··· Registros proporcionados

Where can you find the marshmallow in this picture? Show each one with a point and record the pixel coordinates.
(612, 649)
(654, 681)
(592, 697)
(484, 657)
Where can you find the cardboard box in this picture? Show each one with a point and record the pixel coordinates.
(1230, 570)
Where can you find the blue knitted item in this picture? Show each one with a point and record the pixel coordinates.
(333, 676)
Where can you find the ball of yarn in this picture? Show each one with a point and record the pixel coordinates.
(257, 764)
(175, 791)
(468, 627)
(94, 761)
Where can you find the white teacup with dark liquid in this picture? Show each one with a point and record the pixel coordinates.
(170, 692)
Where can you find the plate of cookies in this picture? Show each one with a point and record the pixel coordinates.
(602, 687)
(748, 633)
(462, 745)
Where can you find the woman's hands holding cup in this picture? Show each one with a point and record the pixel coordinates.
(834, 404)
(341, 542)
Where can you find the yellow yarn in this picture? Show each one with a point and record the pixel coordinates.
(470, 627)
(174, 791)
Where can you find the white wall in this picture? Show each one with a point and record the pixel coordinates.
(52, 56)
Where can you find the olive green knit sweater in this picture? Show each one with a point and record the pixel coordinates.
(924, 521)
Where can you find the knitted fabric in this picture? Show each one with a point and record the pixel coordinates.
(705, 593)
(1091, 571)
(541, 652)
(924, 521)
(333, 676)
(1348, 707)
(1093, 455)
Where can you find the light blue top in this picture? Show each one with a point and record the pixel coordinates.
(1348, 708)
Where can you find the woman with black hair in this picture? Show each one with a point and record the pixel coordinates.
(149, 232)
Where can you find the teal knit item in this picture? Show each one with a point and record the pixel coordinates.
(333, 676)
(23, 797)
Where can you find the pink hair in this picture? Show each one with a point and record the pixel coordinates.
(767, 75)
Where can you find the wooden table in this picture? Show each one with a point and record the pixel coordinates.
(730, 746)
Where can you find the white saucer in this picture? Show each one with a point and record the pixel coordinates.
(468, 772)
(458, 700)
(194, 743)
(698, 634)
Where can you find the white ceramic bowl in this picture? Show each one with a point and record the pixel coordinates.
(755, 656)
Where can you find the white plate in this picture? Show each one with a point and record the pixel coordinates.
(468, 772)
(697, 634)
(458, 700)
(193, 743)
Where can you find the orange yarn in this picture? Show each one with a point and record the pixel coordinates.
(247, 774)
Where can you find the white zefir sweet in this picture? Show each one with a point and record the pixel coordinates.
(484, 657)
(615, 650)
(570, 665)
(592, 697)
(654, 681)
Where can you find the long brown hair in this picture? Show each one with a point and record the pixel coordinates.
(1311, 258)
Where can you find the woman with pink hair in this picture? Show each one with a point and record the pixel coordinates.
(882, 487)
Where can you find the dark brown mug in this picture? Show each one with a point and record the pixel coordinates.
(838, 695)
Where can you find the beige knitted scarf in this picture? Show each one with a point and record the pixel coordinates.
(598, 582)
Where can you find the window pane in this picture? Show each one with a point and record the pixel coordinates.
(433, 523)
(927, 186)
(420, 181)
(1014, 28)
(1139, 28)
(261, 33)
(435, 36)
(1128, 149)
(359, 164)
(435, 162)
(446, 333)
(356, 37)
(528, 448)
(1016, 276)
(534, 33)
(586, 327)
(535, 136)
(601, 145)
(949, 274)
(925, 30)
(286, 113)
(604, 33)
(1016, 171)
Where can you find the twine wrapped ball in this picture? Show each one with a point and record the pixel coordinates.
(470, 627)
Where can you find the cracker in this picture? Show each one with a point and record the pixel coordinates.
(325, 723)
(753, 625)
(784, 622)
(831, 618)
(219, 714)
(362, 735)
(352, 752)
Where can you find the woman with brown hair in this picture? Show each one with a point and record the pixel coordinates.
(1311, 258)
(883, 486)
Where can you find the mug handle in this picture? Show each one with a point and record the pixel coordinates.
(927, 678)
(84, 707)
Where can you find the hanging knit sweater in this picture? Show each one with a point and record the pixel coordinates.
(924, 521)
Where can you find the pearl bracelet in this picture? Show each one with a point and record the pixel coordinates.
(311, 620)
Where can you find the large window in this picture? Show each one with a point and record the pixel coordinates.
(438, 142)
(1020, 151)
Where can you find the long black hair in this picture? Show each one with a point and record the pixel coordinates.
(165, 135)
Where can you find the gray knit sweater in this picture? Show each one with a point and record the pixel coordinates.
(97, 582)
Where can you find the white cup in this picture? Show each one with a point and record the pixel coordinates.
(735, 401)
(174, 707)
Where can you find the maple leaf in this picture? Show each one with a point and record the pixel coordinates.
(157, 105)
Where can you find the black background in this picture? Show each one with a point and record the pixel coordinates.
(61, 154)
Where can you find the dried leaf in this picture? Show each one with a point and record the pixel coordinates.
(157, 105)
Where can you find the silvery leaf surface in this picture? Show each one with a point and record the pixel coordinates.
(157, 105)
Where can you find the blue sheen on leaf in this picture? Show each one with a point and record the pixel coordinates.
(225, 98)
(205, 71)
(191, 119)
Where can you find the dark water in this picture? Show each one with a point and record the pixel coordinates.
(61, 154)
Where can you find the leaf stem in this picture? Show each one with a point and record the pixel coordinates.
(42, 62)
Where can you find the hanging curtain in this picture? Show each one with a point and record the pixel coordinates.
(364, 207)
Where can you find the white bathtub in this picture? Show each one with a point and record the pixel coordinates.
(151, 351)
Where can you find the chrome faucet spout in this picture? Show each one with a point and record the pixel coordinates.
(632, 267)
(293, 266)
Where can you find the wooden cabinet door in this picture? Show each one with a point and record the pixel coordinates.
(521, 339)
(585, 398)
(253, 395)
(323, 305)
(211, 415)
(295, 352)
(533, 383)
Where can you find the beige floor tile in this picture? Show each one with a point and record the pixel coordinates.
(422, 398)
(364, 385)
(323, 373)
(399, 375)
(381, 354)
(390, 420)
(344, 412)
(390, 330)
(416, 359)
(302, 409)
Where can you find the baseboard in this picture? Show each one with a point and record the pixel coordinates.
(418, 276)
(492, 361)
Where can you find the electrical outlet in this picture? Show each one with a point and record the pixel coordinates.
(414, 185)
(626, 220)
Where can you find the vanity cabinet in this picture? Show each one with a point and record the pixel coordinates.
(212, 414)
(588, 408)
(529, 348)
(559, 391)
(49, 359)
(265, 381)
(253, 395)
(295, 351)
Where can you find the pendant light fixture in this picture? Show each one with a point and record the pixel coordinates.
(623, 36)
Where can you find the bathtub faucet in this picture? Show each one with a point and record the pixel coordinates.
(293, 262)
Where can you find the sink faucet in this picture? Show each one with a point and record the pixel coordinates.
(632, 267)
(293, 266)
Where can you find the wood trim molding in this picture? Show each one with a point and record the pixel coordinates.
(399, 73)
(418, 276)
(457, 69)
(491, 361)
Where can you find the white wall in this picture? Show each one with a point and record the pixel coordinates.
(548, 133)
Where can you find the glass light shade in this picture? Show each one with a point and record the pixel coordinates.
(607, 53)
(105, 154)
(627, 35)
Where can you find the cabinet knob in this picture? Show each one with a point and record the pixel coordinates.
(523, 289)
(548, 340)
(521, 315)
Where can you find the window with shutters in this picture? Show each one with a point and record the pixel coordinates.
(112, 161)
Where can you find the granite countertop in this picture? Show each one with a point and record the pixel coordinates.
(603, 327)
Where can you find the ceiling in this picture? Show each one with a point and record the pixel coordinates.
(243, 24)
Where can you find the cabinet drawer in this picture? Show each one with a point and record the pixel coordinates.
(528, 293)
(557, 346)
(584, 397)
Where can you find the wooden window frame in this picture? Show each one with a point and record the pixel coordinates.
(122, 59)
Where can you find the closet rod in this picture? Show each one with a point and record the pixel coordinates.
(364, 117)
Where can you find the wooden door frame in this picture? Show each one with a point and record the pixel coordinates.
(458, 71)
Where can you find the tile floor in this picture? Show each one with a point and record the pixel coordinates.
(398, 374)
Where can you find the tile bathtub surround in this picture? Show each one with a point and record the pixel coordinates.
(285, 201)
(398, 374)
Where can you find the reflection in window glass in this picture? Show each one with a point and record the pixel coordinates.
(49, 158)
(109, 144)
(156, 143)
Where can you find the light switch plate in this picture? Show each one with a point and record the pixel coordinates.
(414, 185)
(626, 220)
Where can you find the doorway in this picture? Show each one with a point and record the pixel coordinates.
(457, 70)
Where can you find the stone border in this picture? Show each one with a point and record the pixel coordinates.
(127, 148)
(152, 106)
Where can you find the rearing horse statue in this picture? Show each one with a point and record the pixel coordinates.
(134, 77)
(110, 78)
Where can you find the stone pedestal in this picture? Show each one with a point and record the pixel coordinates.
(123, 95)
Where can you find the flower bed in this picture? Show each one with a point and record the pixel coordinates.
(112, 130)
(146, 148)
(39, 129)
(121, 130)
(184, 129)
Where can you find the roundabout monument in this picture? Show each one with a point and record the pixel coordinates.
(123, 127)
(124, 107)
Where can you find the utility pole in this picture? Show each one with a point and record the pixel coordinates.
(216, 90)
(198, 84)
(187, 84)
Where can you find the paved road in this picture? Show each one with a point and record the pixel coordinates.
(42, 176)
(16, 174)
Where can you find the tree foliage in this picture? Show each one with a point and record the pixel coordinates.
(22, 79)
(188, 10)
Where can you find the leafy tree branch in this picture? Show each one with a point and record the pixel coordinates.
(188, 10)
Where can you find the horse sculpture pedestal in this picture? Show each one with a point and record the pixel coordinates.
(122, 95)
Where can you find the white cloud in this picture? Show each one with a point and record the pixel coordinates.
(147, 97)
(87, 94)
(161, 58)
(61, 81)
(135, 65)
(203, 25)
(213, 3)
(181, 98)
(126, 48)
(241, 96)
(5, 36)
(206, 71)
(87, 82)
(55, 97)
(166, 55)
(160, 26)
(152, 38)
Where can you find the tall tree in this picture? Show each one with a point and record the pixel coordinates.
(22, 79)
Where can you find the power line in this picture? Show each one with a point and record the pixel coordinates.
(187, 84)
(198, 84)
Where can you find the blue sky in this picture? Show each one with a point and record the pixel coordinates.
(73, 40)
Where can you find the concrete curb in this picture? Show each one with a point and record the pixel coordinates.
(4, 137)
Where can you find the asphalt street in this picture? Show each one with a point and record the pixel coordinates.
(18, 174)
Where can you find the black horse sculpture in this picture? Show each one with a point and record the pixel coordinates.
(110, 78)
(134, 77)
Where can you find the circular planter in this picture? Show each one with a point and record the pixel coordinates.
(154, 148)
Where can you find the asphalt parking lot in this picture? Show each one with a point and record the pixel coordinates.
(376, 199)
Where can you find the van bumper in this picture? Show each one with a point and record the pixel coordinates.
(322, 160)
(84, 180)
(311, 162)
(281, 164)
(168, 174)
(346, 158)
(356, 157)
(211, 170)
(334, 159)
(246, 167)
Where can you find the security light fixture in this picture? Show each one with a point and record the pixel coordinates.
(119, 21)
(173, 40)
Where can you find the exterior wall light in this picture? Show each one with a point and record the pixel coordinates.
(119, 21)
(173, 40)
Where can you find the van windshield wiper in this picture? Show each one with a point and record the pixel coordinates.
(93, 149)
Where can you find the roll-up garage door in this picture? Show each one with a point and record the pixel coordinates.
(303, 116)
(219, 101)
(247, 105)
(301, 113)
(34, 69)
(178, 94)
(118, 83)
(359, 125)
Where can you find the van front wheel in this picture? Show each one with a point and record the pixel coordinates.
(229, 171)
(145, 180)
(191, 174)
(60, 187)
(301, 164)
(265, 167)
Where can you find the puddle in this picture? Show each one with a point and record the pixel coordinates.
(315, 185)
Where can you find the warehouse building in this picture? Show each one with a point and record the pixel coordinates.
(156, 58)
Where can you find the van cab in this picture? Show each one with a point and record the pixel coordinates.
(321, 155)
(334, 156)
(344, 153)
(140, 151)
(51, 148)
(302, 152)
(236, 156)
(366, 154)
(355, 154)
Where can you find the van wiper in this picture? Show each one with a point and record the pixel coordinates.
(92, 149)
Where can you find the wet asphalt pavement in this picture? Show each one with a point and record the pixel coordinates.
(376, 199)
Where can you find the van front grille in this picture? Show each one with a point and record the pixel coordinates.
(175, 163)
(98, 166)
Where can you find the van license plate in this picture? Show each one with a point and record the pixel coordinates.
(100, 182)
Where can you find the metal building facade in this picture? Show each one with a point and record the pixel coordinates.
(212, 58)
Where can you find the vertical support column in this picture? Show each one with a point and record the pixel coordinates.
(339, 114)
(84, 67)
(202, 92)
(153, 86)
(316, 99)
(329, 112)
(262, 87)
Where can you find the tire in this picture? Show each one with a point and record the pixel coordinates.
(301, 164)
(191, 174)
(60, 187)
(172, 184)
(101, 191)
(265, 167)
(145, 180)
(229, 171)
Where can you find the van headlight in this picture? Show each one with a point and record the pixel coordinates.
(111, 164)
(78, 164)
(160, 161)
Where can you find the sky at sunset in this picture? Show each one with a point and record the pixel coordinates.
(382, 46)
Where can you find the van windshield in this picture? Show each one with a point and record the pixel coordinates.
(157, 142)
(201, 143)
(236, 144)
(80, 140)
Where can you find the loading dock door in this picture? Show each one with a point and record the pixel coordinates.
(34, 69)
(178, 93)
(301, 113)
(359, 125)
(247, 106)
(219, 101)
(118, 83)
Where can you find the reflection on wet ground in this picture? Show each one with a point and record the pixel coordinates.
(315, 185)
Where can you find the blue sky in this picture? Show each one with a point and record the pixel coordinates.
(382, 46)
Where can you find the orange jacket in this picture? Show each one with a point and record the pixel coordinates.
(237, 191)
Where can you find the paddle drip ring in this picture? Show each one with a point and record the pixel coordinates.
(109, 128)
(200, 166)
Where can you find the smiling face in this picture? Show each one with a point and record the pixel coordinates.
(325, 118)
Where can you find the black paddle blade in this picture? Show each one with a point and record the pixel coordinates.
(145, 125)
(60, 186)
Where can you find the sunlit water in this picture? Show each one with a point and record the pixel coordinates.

······

Vuelve a escribir las líneas de los registros desde la primera hasta la que contiene "(1230, 570)", ambas incluidas, con sus indicaciones sin cambios. Suma -115 a cada número de las coordenadas de las respuestas.

Where can you find the marshmallow in this picture? Show each one with a point and record the pixel coordinates.
(497, 534)
(539, 566)
(477, 582)
(369, 542)
Where can you find the cardboard box in this picture? Show each one with a point and record the pixel coordinates.
(1115, 455)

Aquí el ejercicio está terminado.